__Using the information__
a – In the column below, what share of the budget surplus does the plan give to the Huckabees, and about how much is that?
b – Using the column below, explain why the 2007 legislative proposals might be spread across several columns.

__Selected extract__
-.-.-

Greetings from Sharp Stob State Park 

It’s been my custom to suggest worthwhile legislation to a new General Assembly, and it’s been the legislators’ custom to politely ignore all those suggestions.

They haven’t just ignored some of them or most of them. They’ve ignored all of them, every single one, over a span of 40 years. You’d think even the blindest hog would snout up one acorn over 40 years, but alas it has not been so. Even when I had close relatives in the legislature, or pretty much running the legislature, I couldn’t get to first base, legislatively speaking. I might as well have been an abortion or gun-control advocate.

I’m willing nonetheless to give it one more shot if the solons are. So here are my 2007 legislative proposals — a listing that, I’m sorry to say, might have to spread out over several of these columns, lest important details or flights of grandiloquent language be edited down or mutilated in the precis. So bear with me.

I have a plan for squandering the big budget surplus. It involves giving half of it, around $400 million, or about what they think they have coming, to the Huckabees — as a going-way present, or wedding gift, or good-riddance sacrifice, or campaign contribution, however they want to construe it. It’s worth at least that much to have them gone.

-.-.-

__Data records__
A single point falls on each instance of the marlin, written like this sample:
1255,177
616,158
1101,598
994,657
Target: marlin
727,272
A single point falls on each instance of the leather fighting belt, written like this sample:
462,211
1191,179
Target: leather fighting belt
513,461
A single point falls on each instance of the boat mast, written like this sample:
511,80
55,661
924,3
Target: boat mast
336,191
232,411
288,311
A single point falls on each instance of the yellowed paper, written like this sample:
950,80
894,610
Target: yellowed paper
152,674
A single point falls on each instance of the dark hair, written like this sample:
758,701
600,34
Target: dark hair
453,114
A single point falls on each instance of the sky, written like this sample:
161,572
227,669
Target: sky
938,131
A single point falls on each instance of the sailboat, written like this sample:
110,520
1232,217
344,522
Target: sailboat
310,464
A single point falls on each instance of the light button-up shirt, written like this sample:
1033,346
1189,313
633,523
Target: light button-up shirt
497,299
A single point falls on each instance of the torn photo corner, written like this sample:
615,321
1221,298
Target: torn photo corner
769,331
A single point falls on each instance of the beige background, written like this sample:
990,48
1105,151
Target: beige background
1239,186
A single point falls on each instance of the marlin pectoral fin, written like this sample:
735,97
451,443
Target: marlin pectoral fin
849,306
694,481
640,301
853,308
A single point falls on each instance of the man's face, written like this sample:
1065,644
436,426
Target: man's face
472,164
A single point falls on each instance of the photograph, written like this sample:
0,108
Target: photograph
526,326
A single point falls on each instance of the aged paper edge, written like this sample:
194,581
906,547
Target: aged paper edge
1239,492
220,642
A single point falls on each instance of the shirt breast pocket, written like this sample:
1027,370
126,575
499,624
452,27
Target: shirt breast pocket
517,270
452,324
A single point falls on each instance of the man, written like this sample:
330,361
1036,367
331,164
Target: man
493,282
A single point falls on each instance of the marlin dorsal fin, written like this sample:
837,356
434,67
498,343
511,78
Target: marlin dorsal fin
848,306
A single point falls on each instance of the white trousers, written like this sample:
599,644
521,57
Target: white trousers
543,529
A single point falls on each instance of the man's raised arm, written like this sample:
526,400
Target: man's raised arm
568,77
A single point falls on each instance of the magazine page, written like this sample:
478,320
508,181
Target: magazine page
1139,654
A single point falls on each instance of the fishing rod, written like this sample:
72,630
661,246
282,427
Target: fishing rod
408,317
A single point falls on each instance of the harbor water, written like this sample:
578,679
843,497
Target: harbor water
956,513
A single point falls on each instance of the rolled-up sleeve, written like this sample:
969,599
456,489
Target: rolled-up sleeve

-.-.-

__Expected outputs__
a – Half of the surplus, around $400 million.

b – The proposals might need several columns so that important details or flights of grandiloquent language are not edited down or mutilated in a summary.